ASSIGNED TASK -
Lift out each line of the data that holds "vanity".

START THE INPUT

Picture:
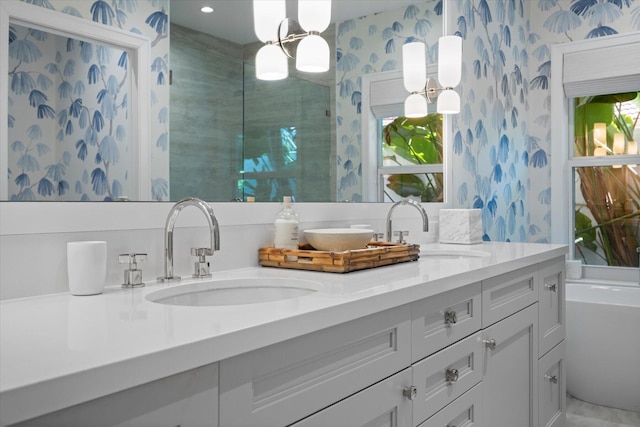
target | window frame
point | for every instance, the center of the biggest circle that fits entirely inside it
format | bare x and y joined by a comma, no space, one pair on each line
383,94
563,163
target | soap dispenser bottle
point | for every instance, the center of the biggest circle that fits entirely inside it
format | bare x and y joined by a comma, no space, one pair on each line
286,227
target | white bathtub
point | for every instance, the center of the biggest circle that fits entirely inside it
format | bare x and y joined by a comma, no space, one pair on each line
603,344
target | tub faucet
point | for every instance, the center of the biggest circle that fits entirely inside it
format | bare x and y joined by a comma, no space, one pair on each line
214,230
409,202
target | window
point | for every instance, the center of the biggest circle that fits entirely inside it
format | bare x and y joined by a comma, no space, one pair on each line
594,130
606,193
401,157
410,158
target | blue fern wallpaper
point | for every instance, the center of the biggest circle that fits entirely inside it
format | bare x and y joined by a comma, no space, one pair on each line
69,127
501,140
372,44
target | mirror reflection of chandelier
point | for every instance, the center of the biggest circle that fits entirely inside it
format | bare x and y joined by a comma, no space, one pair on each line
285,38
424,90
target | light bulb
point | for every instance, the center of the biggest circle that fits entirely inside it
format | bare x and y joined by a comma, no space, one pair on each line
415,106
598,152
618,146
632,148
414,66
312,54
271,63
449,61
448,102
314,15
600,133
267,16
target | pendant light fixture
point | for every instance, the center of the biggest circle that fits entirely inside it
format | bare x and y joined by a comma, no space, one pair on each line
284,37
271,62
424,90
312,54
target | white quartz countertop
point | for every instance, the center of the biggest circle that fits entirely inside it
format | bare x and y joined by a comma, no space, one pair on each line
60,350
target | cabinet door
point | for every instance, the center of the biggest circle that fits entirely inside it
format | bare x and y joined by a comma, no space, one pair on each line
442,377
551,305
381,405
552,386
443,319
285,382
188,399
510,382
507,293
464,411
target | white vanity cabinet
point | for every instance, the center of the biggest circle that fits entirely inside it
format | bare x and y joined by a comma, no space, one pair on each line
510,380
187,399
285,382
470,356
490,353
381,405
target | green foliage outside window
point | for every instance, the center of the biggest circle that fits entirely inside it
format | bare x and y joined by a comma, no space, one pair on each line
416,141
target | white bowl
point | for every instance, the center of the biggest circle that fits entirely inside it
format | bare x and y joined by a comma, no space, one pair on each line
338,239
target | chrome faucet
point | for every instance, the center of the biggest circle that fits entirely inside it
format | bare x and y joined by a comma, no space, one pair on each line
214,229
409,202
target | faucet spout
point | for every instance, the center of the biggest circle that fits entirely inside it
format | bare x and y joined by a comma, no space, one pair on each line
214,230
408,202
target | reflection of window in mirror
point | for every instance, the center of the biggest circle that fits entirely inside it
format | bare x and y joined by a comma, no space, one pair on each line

END THE INPUT
START THE INPUT

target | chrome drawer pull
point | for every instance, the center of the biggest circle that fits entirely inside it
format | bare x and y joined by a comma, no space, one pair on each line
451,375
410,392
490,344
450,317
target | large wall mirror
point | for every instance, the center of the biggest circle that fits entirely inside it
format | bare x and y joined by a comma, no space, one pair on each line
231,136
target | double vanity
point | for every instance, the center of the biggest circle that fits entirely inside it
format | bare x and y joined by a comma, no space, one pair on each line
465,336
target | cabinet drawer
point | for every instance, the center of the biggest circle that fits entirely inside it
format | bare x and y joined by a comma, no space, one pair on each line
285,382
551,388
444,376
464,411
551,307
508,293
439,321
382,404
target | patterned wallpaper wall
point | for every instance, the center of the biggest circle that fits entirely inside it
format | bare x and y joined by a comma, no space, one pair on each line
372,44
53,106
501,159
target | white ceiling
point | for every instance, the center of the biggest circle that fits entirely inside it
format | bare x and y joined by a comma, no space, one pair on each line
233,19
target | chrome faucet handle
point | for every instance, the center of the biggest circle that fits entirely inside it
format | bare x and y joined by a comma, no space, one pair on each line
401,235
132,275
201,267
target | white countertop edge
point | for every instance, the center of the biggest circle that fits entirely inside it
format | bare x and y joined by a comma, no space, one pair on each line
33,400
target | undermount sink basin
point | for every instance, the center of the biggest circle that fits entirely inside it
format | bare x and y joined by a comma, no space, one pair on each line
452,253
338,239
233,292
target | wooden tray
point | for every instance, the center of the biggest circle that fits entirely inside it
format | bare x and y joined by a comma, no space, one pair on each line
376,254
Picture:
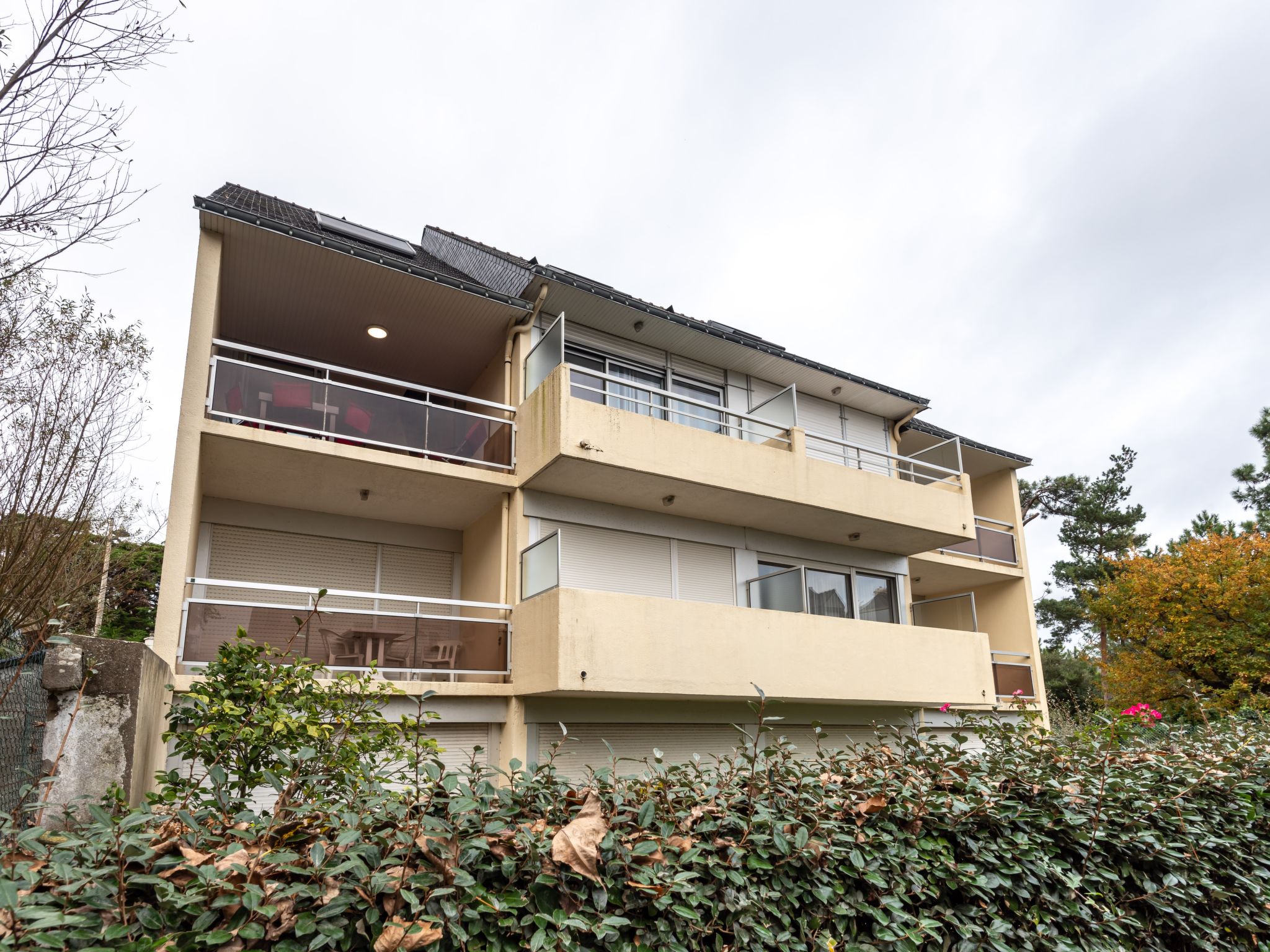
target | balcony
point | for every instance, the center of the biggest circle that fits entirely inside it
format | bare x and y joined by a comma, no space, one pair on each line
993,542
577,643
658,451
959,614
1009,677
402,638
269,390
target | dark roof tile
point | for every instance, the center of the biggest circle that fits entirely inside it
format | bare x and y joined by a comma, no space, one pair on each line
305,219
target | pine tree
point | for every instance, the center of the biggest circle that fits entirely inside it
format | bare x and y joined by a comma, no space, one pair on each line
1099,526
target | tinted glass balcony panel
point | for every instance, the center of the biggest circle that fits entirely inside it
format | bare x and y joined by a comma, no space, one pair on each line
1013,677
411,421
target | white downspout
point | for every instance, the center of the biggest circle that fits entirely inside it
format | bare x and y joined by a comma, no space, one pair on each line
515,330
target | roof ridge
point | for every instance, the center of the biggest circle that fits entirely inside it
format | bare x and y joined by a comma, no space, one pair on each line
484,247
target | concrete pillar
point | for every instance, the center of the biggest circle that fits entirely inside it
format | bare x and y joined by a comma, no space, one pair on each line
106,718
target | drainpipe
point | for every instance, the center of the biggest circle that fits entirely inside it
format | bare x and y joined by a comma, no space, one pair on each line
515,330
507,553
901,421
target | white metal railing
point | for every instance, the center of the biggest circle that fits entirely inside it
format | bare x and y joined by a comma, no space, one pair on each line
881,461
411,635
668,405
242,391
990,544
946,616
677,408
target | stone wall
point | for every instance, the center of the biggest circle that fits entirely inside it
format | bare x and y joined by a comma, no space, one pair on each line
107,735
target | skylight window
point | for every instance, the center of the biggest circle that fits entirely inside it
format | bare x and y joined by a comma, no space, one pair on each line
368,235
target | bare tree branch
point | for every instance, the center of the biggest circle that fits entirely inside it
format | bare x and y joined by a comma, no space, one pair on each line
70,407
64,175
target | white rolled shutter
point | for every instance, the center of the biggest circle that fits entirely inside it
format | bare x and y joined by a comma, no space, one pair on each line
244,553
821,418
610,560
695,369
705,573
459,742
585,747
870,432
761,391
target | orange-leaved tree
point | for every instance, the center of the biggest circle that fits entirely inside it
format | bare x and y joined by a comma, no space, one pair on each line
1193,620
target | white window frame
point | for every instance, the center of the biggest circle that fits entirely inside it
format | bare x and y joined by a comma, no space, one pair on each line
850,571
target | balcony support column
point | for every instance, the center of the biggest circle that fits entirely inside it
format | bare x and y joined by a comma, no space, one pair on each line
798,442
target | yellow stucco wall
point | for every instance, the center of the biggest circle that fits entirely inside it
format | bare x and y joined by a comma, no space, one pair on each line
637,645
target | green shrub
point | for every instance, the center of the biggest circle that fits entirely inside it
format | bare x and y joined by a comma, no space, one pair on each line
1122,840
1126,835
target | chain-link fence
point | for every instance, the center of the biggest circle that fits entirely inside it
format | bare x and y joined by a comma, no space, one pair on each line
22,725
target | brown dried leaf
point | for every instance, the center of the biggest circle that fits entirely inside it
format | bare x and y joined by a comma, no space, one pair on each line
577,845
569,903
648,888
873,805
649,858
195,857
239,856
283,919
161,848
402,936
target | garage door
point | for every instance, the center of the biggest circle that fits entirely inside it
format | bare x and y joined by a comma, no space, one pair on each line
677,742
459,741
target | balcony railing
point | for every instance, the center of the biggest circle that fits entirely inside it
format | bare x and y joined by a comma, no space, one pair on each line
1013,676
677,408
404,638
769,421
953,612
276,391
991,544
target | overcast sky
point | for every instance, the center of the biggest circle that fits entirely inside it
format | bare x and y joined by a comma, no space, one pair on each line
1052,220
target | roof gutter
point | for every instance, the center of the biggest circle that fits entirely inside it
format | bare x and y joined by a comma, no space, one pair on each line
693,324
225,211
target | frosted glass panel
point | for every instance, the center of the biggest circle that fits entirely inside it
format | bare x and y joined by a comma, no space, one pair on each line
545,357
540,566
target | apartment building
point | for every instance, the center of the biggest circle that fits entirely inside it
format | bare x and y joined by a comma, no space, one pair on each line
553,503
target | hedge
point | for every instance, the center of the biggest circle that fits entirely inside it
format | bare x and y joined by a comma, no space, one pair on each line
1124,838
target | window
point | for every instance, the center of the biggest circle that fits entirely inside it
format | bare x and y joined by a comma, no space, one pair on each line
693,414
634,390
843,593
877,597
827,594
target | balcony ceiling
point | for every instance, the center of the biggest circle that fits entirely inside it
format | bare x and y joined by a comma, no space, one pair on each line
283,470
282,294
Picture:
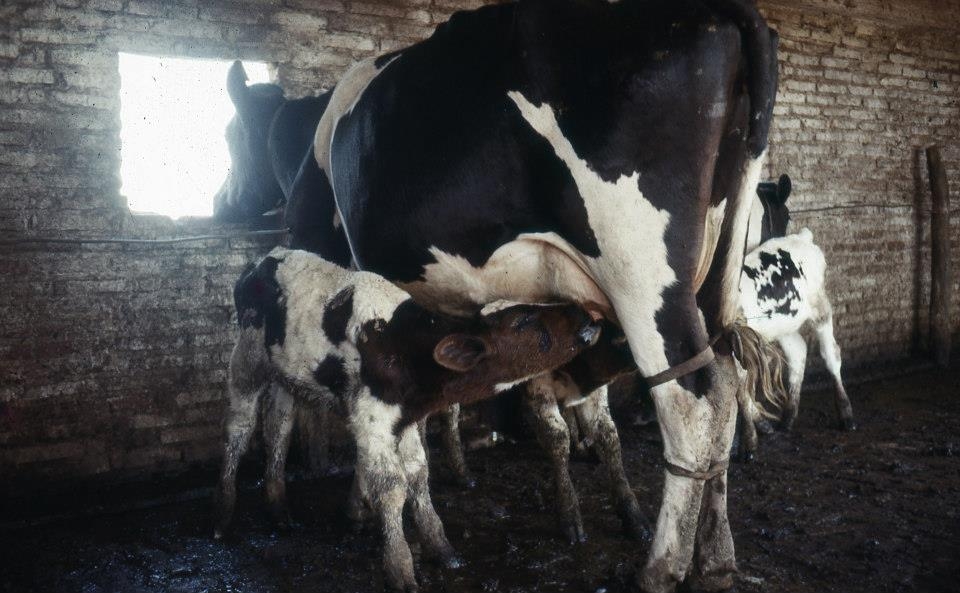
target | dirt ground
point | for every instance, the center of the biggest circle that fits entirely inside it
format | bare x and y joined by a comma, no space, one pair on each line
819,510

END THE INPUT

ANSWER TO THE PROBLEM -
target | white vanity cabinet
target | double vanity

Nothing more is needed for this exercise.